(INFORMATION Opens)

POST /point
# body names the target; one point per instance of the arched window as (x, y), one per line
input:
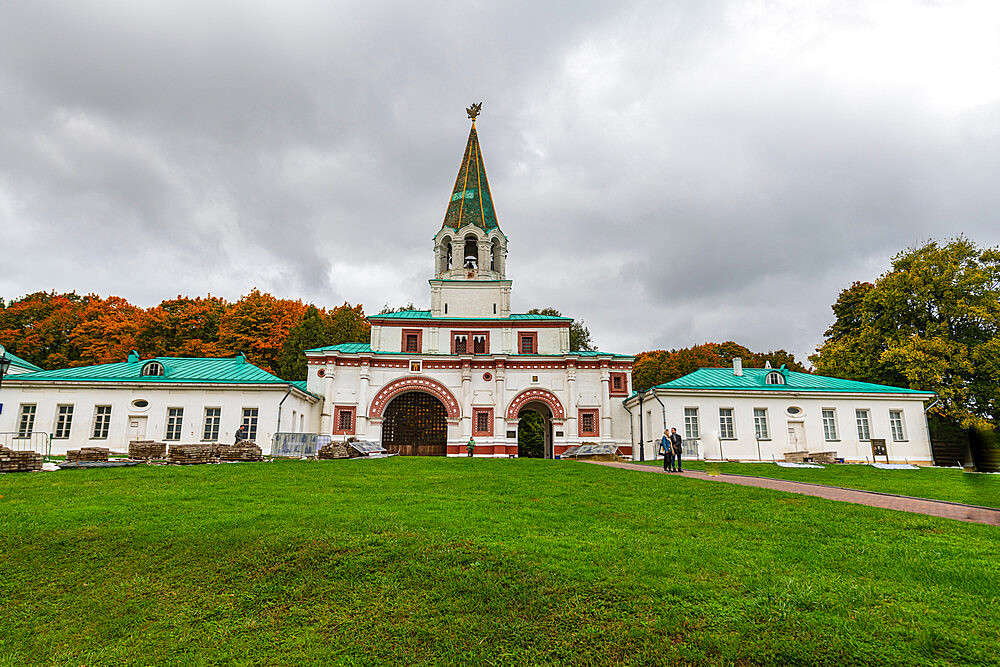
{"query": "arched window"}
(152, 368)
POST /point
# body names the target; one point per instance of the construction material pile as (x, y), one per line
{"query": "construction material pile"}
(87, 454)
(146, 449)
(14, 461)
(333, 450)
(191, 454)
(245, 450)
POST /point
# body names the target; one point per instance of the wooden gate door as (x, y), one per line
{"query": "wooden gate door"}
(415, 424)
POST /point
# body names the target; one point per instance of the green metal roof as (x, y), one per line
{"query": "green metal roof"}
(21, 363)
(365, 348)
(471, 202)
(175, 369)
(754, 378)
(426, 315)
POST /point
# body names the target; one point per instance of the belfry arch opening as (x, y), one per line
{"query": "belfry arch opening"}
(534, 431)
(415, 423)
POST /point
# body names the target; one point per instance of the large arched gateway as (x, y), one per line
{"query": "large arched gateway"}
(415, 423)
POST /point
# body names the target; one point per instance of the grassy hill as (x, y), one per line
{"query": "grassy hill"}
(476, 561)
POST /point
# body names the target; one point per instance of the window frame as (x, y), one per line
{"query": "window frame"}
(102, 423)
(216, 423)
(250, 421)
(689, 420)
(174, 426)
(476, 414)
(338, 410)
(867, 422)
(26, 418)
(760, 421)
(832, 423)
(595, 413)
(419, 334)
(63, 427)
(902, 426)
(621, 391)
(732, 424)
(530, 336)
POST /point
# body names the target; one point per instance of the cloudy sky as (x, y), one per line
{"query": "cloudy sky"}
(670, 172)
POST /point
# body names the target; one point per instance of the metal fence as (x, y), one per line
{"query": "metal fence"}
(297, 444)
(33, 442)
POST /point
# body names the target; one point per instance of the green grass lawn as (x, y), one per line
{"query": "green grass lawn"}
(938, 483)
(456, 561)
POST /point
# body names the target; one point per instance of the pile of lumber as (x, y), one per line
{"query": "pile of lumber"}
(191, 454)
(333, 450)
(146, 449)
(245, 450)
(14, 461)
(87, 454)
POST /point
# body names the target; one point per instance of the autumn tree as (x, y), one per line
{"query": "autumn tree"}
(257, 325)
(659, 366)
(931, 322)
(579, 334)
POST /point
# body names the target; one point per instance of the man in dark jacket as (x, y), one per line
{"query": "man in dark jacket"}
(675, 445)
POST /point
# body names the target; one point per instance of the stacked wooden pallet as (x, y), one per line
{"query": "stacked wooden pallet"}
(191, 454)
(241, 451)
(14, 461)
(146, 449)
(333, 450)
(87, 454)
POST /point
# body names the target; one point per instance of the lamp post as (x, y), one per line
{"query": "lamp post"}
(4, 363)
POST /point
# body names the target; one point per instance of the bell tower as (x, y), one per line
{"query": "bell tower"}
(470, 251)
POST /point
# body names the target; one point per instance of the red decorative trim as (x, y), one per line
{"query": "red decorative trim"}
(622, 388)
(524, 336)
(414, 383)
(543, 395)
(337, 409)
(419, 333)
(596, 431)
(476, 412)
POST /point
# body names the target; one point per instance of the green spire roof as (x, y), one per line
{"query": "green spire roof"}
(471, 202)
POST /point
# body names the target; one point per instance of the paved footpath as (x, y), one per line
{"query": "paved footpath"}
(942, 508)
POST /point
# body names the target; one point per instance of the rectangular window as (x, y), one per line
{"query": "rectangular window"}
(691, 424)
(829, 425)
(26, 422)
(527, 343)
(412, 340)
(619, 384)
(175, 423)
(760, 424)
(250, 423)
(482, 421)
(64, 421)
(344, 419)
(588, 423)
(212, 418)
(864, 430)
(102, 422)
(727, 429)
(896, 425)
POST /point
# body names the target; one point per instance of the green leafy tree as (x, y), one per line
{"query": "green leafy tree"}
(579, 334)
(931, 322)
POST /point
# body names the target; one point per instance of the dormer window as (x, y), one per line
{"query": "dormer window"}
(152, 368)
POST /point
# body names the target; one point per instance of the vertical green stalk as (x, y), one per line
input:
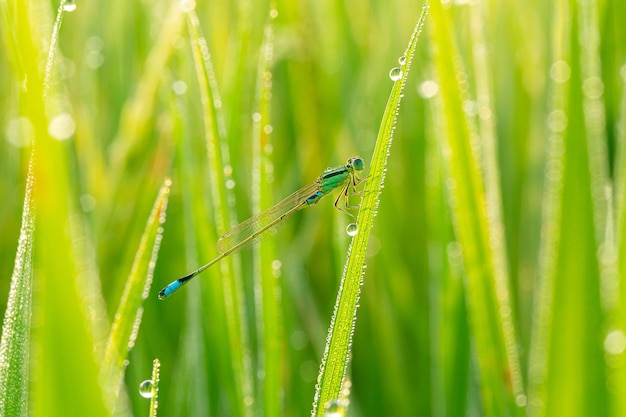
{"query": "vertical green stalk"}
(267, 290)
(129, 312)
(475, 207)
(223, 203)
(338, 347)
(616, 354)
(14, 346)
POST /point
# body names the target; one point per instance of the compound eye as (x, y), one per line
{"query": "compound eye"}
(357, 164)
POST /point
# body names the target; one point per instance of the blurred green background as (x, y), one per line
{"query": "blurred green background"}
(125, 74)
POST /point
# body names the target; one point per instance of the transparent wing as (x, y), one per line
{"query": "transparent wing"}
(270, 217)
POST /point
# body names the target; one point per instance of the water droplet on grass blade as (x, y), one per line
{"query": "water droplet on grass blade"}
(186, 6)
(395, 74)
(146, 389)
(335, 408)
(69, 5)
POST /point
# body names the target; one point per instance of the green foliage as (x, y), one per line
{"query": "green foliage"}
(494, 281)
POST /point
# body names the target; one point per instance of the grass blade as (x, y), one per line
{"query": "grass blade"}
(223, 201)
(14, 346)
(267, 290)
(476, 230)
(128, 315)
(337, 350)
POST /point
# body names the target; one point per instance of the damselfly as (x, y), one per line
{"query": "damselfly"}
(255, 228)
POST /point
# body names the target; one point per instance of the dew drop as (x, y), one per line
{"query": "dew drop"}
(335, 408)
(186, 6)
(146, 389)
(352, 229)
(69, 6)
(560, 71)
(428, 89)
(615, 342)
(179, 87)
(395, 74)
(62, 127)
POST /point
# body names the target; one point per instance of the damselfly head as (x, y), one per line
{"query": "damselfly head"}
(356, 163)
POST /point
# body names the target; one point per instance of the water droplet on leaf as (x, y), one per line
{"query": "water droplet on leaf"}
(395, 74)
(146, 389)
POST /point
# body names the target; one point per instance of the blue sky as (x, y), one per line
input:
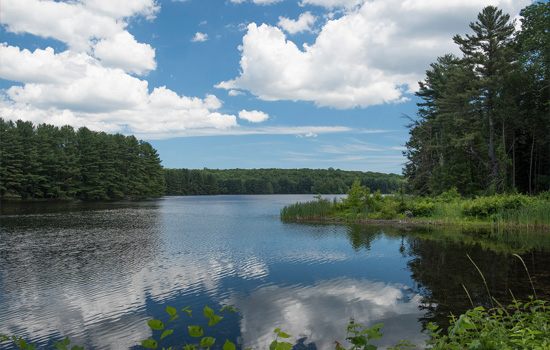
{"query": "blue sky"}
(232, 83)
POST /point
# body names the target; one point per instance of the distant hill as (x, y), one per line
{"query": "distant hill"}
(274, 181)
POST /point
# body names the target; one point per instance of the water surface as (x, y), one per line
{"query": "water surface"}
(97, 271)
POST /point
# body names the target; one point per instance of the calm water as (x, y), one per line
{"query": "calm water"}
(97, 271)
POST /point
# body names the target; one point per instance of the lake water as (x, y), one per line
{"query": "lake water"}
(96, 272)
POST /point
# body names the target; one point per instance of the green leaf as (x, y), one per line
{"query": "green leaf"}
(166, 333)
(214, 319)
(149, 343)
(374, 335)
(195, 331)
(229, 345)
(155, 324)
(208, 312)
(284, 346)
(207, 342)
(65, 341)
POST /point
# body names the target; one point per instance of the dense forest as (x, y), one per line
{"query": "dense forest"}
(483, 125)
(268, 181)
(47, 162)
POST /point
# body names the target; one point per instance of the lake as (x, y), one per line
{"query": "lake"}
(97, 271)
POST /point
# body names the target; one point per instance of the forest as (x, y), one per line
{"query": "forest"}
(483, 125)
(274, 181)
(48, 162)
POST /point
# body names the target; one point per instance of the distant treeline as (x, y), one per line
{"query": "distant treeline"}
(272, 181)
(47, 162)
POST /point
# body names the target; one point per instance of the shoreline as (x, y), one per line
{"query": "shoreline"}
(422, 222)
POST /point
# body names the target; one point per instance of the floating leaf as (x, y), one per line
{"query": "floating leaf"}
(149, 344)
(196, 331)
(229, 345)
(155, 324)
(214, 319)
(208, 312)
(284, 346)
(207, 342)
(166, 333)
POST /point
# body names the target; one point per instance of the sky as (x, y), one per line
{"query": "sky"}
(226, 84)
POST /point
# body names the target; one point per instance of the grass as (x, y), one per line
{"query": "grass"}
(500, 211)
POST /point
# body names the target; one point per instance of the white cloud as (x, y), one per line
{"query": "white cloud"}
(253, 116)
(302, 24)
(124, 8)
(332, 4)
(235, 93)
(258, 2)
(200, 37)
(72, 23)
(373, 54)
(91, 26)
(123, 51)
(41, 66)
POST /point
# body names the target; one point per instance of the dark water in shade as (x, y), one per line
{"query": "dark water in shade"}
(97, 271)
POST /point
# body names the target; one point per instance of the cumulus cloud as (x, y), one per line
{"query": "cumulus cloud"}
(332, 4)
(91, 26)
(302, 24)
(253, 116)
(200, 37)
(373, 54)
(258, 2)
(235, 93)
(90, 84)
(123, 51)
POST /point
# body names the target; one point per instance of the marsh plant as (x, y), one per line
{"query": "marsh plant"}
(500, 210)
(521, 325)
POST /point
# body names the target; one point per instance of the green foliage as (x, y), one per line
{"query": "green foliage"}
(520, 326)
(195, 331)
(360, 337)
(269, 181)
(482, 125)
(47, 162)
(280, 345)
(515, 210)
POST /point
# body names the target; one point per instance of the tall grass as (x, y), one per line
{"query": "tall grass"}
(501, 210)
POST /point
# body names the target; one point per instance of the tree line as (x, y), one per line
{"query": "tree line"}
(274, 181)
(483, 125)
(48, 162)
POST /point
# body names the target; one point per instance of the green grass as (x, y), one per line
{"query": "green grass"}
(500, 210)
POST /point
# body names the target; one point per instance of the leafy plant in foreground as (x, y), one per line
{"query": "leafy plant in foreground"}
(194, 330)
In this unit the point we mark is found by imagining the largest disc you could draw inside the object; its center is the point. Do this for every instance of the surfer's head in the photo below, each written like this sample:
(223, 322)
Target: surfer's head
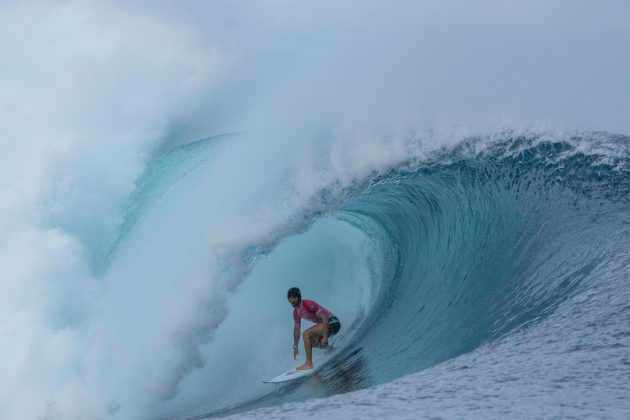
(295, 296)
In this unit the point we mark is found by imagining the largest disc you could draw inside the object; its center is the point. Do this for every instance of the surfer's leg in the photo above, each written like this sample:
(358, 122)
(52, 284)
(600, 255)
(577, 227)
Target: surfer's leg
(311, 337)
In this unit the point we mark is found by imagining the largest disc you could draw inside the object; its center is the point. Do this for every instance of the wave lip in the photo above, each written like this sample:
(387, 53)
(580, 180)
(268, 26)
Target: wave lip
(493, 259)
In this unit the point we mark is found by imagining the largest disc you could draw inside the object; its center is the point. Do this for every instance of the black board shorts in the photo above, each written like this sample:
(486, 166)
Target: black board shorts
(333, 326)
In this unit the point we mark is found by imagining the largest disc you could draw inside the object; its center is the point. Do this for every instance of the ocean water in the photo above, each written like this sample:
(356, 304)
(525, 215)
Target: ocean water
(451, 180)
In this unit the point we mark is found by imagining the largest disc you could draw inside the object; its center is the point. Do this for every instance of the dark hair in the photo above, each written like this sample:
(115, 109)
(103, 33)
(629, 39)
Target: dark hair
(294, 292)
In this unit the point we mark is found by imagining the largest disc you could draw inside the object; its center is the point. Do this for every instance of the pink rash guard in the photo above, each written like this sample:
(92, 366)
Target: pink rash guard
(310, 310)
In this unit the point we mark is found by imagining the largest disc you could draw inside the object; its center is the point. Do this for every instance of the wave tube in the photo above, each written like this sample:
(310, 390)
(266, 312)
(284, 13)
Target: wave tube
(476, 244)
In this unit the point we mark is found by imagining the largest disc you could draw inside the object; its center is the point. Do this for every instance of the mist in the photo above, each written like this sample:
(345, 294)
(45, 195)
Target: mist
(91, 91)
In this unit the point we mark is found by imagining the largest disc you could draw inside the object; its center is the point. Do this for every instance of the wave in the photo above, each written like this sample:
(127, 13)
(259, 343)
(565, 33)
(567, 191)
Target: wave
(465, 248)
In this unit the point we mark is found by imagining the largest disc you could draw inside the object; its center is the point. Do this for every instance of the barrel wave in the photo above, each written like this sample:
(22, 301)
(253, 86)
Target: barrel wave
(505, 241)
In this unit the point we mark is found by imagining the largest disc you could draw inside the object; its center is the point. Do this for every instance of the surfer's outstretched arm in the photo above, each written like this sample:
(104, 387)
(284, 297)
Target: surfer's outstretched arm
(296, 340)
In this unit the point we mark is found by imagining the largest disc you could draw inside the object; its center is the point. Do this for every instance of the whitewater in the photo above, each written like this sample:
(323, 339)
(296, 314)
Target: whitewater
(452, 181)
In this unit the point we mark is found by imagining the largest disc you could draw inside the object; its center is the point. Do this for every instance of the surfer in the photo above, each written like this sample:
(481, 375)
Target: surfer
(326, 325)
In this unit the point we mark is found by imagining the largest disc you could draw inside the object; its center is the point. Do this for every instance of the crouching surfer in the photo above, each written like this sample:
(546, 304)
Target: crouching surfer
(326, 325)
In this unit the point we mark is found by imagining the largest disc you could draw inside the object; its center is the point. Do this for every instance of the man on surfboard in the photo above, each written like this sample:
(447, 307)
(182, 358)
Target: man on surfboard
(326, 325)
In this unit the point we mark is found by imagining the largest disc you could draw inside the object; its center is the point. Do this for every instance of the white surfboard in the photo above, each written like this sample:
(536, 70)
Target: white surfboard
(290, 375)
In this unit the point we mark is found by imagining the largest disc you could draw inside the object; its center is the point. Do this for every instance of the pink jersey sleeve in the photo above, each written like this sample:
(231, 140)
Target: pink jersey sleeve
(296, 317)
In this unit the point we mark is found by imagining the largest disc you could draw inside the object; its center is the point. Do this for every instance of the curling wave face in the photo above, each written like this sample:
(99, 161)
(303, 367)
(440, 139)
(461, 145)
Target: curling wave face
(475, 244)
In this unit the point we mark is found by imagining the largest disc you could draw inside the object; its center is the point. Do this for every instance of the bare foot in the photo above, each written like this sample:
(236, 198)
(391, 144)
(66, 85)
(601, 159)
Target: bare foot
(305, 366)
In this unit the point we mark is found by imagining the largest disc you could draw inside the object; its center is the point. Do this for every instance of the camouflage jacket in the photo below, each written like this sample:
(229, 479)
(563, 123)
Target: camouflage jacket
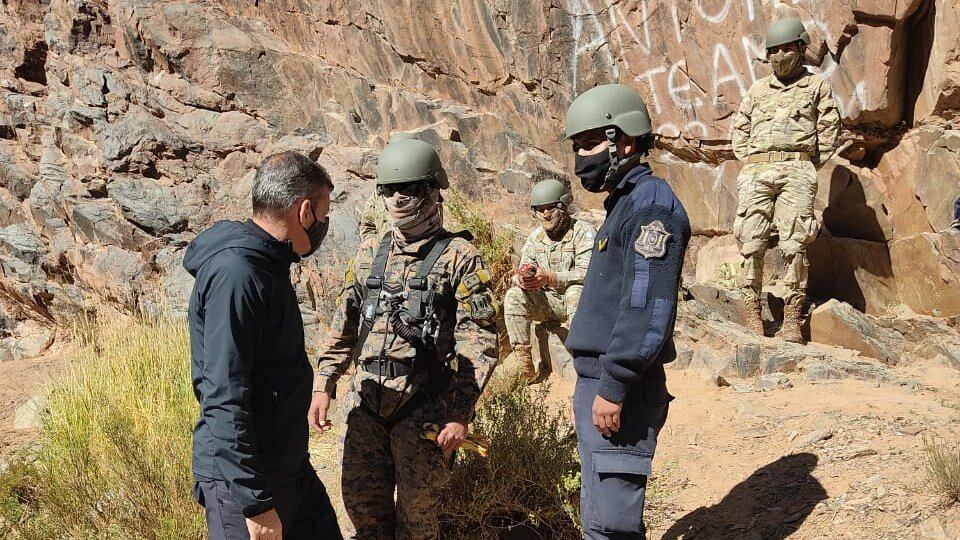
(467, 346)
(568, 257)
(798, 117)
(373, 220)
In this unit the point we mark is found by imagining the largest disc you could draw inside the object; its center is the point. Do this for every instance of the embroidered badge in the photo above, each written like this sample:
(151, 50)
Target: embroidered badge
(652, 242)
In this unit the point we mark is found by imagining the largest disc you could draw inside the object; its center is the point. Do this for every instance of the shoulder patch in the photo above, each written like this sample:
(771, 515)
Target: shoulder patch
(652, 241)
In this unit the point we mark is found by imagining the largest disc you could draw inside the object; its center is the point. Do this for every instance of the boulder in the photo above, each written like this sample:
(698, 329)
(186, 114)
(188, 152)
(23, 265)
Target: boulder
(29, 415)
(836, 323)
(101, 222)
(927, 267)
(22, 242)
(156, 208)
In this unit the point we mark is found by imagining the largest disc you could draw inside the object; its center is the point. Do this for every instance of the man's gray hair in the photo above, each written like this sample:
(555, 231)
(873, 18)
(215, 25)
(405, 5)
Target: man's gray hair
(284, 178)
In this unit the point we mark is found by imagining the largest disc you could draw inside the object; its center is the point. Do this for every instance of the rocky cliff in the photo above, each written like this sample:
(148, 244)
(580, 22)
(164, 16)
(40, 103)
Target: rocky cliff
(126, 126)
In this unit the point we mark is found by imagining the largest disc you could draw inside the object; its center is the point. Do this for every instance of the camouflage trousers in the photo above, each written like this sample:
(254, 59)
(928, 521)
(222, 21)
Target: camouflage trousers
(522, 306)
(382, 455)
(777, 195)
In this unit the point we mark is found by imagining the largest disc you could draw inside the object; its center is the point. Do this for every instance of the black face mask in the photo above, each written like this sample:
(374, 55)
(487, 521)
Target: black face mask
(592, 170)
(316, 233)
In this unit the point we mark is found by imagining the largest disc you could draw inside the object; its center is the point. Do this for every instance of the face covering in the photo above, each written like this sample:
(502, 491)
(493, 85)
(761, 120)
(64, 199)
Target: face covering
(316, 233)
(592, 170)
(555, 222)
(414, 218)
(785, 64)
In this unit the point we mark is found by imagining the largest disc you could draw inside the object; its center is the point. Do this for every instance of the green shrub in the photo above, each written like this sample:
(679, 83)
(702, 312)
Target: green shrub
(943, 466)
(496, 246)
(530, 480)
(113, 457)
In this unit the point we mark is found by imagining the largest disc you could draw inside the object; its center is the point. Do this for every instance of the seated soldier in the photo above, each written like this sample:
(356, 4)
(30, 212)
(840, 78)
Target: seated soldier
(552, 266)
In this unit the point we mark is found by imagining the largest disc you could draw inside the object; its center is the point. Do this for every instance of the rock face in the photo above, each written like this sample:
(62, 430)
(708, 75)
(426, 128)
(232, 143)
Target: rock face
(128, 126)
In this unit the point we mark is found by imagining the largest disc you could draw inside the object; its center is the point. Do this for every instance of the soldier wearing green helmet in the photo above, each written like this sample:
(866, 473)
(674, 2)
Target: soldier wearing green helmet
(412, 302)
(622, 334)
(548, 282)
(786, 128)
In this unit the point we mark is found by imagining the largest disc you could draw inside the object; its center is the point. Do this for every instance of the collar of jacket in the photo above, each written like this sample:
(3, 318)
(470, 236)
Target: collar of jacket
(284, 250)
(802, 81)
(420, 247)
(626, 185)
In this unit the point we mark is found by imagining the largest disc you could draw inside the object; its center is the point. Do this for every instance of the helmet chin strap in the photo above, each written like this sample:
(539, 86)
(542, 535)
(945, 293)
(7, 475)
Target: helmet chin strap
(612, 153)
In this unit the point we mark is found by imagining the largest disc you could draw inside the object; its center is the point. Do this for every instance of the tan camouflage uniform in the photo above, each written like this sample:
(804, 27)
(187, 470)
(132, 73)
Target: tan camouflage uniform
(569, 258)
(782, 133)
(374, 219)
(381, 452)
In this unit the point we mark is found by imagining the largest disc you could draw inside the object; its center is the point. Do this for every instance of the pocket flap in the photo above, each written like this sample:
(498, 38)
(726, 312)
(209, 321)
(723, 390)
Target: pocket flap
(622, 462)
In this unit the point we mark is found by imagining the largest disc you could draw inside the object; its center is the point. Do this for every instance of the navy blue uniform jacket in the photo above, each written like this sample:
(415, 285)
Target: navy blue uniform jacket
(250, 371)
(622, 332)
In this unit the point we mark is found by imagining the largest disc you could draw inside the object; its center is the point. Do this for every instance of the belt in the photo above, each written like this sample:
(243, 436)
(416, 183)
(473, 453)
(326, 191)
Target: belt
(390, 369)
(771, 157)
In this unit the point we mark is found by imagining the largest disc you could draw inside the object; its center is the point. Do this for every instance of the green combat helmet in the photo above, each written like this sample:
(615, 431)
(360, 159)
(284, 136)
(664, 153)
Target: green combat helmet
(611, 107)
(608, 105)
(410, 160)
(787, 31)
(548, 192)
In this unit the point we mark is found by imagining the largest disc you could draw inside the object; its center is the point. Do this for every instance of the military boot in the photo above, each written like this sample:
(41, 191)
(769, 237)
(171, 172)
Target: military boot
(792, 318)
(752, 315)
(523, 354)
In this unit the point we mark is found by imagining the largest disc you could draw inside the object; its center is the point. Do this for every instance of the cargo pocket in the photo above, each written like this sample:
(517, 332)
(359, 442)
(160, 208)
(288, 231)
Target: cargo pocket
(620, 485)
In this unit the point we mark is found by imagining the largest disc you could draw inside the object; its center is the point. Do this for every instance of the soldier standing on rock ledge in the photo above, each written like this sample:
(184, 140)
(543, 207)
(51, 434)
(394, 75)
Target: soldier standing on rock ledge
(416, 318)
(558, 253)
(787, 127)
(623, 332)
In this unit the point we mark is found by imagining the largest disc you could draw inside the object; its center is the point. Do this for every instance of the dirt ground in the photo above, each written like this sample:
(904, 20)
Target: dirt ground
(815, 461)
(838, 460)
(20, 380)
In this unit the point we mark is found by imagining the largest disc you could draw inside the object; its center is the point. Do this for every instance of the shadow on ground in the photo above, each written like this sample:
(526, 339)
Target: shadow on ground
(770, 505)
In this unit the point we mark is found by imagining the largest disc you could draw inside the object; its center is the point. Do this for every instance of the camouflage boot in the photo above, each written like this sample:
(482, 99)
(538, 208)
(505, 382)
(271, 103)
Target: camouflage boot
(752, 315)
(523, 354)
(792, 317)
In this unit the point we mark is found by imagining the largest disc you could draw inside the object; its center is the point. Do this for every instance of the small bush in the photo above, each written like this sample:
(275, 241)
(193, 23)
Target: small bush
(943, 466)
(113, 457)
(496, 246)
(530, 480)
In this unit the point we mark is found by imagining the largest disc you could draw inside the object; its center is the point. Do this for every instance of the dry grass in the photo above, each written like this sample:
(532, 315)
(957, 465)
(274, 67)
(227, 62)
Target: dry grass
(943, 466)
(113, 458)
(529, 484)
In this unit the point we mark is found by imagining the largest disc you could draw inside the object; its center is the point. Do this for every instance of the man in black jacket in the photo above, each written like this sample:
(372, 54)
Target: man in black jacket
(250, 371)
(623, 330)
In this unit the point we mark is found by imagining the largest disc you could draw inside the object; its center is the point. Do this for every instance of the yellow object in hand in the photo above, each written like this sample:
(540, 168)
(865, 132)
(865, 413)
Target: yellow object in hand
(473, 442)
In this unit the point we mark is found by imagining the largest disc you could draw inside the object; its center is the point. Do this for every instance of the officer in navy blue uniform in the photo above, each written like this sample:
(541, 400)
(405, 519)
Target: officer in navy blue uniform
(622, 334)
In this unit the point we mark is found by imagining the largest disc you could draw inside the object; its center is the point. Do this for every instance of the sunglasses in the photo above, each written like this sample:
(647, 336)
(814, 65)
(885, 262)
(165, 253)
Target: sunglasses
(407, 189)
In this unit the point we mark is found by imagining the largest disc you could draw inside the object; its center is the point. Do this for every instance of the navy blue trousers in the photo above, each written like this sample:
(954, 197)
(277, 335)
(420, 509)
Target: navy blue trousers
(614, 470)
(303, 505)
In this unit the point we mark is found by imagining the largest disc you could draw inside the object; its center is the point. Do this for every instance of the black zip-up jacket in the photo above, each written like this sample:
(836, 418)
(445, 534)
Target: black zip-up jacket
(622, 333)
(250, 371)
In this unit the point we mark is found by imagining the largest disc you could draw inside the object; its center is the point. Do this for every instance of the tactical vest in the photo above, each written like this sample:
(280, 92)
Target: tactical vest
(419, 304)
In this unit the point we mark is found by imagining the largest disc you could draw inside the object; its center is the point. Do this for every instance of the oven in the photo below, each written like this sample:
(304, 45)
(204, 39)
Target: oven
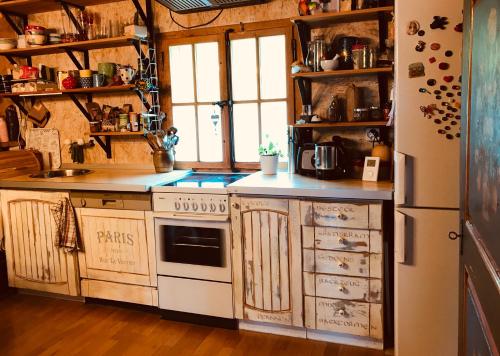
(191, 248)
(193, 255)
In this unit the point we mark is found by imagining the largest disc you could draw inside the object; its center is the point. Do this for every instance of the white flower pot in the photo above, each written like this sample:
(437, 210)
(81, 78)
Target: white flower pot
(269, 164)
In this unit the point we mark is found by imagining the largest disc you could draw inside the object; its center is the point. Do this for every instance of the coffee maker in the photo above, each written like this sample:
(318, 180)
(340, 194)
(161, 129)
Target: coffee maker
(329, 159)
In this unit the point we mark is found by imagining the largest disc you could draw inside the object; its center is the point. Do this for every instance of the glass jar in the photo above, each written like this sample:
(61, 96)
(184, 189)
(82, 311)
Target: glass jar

(INFORMATION Closes)

The job here is to find each line above with the word "below" and copy it.

#### RESPONSE TO THE EXERCISE
In this unit the point we mark is found by imagining the largest disc you could draw inside the object; its center is the point. Do this for every instance of the surfer's head in the photo below, each written like this sample:
In this unit the point we mark is found by imagining the largest disc you could draw inside the object; its center is the point. Do this for every instance of the camouflage jacket in the photo below, each written like this sample:
In this unit the point we mark is found by imagining the largest disc you could draw inside the object; its center is the point. Do this for every instance of the oven in the photo below, each written like this sample:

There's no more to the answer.